=== Exercise details ===
Each line containing the string "tower" should be copied out of the entries.

=== Supplied data ===
────────────────

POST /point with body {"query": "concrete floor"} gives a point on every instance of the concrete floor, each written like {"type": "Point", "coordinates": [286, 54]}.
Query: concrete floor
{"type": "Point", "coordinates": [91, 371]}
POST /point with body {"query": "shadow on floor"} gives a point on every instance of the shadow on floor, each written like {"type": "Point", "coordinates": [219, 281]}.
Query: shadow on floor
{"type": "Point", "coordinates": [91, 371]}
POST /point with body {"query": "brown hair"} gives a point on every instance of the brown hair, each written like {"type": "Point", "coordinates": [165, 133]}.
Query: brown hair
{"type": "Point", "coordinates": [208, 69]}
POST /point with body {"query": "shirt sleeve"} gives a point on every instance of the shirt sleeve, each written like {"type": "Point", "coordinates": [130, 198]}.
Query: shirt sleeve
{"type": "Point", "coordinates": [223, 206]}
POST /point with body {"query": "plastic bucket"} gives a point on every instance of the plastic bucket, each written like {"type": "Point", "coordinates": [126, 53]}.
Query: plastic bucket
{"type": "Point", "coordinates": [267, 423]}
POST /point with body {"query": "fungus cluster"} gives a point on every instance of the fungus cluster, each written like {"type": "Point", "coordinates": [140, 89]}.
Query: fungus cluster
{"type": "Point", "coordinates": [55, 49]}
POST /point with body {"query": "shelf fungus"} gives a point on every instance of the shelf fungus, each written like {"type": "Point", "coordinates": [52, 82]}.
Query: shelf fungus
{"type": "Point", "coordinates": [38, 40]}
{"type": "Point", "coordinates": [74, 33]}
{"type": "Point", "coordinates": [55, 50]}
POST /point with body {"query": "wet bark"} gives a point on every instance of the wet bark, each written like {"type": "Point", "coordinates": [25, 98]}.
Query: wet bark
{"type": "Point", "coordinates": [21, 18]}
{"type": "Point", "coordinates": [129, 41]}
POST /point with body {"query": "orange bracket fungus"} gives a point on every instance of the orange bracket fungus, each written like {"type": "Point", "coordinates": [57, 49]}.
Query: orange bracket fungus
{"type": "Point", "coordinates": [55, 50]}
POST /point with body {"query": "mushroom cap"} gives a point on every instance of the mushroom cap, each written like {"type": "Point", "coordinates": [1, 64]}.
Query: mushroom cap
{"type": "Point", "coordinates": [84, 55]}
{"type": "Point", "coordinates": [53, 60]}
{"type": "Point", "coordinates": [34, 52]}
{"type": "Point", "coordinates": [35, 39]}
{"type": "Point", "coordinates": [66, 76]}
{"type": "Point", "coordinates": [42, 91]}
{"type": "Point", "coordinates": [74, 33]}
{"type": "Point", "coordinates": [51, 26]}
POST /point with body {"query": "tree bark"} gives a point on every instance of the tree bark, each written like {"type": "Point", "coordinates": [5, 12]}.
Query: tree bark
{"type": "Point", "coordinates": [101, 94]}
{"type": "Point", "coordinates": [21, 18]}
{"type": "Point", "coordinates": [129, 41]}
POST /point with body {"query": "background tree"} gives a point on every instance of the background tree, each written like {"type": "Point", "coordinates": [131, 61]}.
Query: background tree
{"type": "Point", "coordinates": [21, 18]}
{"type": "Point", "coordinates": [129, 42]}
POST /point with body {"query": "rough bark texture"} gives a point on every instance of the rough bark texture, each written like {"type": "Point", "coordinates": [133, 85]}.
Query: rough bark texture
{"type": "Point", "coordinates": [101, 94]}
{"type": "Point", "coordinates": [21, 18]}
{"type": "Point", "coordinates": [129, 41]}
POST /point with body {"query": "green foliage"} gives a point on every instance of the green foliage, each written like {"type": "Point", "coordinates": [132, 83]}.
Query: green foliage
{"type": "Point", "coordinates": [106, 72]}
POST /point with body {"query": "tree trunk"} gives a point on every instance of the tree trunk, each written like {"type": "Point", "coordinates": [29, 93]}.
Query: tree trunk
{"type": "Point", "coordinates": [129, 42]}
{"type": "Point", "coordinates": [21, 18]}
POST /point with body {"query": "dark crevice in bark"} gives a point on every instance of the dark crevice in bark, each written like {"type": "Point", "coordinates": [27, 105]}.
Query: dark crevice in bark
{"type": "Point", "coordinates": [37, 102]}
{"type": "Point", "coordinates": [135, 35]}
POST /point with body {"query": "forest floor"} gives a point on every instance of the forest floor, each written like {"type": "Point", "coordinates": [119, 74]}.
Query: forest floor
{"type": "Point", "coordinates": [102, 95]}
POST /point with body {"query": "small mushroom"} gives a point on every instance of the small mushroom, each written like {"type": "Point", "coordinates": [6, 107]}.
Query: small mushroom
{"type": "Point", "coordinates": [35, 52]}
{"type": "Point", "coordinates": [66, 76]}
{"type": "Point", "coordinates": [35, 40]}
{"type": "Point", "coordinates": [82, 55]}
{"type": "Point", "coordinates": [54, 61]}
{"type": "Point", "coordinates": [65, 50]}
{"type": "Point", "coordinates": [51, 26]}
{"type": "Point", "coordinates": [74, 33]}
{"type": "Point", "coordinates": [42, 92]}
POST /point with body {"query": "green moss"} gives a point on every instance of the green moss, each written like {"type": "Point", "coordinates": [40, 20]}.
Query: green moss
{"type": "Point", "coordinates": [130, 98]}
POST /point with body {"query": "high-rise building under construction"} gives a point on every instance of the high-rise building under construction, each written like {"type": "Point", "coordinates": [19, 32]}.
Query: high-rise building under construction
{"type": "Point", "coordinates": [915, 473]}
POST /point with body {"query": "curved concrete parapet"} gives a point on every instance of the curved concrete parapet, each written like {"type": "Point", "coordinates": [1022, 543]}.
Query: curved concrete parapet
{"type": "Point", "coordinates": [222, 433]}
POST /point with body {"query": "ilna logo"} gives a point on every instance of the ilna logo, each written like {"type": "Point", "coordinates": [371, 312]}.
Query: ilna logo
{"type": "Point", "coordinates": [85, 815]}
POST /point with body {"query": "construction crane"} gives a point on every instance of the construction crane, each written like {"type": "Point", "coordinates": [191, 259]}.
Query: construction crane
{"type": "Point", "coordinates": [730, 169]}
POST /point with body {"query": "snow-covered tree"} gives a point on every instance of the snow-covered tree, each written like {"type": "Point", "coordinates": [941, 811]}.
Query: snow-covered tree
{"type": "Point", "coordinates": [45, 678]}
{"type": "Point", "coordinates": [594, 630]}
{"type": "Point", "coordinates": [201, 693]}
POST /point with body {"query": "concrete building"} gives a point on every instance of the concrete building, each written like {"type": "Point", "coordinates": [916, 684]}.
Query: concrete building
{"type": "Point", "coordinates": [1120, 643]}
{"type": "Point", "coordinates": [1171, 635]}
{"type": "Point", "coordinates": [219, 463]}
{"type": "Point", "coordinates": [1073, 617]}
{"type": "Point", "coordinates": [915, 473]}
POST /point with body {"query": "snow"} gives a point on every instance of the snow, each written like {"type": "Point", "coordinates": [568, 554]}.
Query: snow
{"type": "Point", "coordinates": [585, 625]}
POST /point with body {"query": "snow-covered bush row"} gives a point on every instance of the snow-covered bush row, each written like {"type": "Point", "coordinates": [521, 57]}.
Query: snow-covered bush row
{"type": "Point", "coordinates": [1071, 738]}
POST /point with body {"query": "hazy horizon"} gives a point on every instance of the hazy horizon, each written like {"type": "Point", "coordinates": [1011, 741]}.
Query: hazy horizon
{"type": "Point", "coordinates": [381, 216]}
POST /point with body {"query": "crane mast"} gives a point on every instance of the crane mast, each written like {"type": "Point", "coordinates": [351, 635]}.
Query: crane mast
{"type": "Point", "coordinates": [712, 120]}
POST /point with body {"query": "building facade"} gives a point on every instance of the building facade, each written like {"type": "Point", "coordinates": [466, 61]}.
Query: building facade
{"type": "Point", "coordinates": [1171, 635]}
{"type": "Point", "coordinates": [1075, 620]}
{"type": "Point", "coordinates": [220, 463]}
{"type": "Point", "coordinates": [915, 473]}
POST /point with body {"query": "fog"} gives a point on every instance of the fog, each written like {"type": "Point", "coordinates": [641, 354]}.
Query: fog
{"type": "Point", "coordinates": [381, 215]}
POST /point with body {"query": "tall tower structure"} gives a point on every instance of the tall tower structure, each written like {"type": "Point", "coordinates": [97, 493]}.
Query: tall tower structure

────────────────

=== Answer below ===
POST /point with body {"query": "tall tower structure"} gives a point on every instance of the tall tower structure, each written like {"type": "Point", "coordinates": [97, 493]}.
Query: tall tower structure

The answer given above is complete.